-- Start Input records --

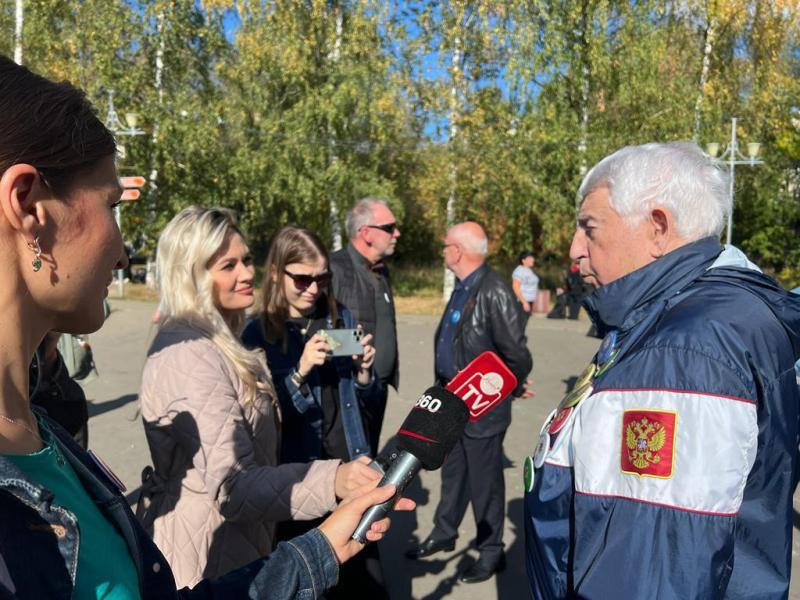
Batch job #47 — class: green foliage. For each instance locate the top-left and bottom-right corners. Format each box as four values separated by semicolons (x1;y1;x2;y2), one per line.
7;0;800;290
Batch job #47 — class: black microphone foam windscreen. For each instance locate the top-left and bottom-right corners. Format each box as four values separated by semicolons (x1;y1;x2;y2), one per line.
397;385;469;471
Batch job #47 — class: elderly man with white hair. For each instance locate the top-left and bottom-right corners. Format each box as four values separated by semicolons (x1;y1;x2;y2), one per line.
524;143;800;600
406;221;532;583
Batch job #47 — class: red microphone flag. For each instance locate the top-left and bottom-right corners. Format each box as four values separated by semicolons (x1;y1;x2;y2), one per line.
445;352;517;422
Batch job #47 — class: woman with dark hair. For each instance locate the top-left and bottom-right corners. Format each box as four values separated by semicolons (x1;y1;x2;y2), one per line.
242;227;385;598
0;56;411;599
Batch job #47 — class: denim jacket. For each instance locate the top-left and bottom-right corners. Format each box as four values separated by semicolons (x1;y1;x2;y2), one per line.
242;304;381;462
0;417;338;599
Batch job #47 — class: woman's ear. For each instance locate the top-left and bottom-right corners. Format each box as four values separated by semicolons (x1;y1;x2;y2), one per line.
0;164;46;241
650;206;676;258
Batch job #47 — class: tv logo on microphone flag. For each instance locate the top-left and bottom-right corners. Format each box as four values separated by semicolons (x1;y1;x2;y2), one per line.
446;352;517;421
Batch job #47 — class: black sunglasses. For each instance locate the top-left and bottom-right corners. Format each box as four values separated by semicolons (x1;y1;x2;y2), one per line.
283;269;331;292
365;222;397;235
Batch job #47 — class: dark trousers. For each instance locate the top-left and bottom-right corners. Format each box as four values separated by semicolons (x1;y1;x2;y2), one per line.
361;383;389;456
431;432;506;561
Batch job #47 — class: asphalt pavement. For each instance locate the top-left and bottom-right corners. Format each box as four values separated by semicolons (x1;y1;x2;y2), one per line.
86;299;800;600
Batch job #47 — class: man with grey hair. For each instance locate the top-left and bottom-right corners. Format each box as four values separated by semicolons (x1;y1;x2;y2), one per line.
406;221;533;583
524;143;800;599
330;198;400;456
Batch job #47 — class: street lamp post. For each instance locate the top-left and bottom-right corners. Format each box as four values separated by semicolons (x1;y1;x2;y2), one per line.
706;117;764;244
106;90;145;298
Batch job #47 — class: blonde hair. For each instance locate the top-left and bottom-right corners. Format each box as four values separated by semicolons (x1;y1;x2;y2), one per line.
156;206;269;402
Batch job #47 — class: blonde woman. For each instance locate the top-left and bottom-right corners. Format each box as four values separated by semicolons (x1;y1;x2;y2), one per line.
140;207;384;585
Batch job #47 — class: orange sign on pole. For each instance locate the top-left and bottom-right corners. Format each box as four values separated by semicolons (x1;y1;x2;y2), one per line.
119;175;145;188
120;190;142;200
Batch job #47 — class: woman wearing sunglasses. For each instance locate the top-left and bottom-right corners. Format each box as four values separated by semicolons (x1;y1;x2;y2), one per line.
0;55;413;600
242;227;382;598
139;207;406;585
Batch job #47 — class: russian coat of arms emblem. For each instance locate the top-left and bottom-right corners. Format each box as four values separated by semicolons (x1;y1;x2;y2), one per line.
621;410;678;478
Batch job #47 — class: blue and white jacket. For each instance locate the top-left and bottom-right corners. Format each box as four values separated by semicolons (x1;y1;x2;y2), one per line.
525;238;800;600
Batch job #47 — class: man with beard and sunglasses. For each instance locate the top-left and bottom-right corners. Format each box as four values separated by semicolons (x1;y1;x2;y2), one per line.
330;198;400;456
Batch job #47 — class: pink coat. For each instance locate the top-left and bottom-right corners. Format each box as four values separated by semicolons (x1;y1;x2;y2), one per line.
138;326;339;586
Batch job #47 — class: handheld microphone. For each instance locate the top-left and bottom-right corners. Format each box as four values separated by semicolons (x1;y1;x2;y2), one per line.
352;352;517;544
352;386;469;544
446;351;517;422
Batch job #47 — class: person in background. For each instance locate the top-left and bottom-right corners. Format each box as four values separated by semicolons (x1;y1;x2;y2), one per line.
0;56;413;600
139;206;396;585
406;221;533;583
511;250;539;327
547;263;592;318
330;198;400;456
242;227;388;598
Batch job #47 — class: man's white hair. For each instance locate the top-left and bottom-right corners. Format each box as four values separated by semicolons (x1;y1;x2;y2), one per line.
451;226;489;256
578;142;731;240
344;197;388;240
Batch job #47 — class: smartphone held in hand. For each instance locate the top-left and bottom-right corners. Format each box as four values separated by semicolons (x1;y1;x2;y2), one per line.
320;329;364;356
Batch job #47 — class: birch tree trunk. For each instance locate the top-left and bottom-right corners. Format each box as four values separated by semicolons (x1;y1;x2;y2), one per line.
328;3;344;252
692;15;717;142
145;6;166;288
14;0;25;65
442;28;461;302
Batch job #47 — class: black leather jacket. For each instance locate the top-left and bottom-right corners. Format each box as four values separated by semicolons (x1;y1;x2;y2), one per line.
433;267;533;438
330;244;400;389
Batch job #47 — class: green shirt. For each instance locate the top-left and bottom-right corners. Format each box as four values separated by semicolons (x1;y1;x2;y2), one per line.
3;421;140;600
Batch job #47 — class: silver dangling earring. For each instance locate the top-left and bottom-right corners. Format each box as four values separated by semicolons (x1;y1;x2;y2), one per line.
27;236;42;273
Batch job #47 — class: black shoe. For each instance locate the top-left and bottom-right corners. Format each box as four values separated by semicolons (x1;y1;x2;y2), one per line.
406;536;456;558
458;554;506;583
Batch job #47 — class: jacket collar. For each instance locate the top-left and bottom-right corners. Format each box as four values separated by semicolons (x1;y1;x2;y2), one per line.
583;237;723;334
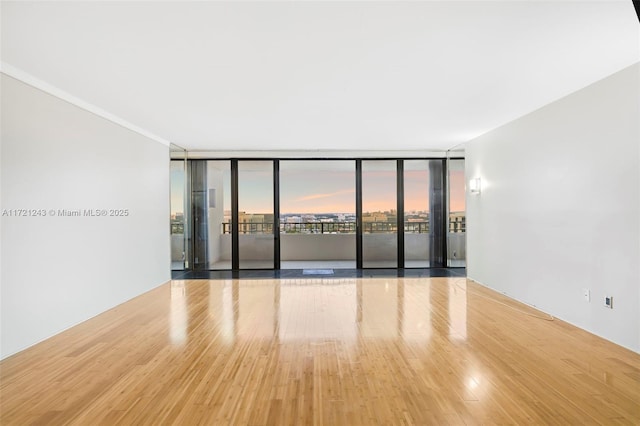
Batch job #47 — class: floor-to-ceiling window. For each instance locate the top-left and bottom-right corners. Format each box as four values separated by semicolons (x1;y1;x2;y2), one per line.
171;159;466;270
362;160;398;268
403;160;430;268
237;160;274;269
279;160;356;269
447;159;467;267
170;160;187;270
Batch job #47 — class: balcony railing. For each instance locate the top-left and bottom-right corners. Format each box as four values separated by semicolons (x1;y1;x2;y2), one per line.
185;218;466;234
222;221;438;234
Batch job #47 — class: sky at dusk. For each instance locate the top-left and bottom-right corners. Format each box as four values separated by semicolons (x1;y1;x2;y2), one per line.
171;161;465;218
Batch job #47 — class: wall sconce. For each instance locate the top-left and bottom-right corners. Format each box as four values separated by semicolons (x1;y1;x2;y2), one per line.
469;178;482;194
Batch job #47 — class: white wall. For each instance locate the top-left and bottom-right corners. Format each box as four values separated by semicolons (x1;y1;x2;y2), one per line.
0;74;170;358
466;64;640;352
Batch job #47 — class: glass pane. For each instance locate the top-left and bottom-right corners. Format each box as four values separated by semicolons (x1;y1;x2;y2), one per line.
447;159;467;267
362;160;398;268
170;160;186;270
238;161;274;269
280;160;356;269
404;160;429;268
206;160;231;269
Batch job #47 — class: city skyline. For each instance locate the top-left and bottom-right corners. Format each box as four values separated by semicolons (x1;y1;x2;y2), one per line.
171;168;465;214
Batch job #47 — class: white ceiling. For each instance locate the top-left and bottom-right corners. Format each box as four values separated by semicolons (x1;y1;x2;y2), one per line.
1;0;640;150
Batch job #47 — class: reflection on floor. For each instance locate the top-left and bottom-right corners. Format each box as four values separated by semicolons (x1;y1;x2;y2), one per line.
0;277;640;426
171;268;466;280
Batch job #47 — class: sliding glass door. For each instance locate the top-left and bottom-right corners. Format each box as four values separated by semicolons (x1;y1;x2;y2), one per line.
403;160;430;268
178;159;458;270
362;160;398;268
238;160;274;269
279;160;356;269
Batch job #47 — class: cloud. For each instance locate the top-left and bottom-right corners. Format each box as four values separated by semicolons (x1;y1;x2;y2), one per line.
296;189;356;201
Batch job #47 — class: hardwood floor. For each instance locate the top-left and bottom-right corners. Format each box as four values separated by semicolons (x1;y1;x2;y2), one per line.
0;278;640;425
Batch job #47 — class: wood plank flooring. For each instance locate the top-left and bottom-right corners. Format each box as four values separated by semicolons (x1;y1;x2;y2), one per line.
0;278;640;425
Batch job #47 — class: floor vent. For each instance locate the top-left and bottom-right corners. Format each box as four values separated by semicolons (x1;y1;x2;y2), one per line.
302;269;333;275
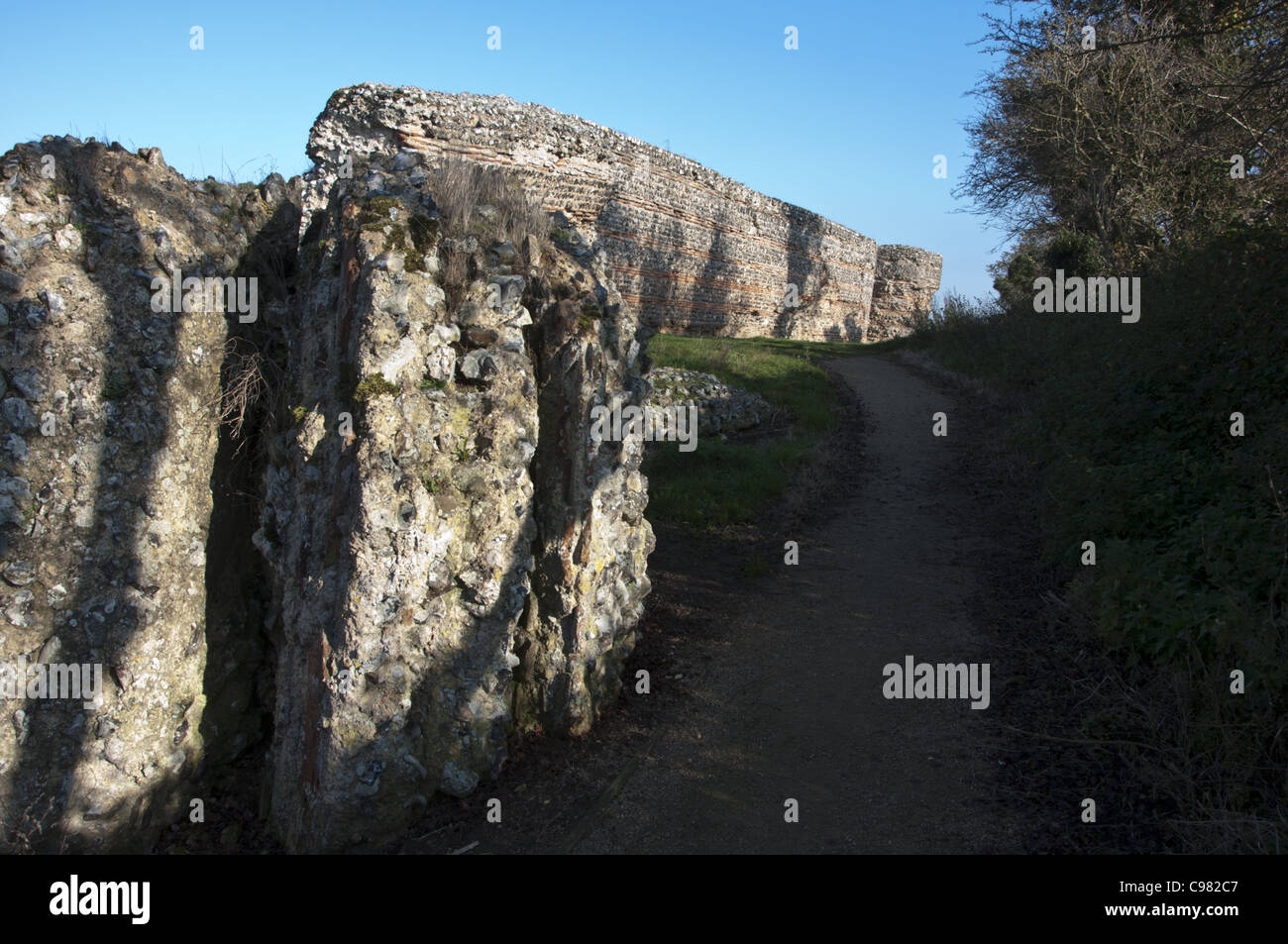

-- End Input records --

Objective:
Pull out every line of the collected data above that contains the string "dark", with case counting.

Finished task:
Batch job #47 — class: woman with dark hair. For each instance locate the top-left and bottom-right corners. Format each box as four values separated by semicolons (x1;y1;x2;y2), one per line.
Batch job #47 — class: dark trousers. For each instance locate the top-left and bottom-right corners. Format each box as four values separated by semicolons (x1;y1;x2;y2), one per line.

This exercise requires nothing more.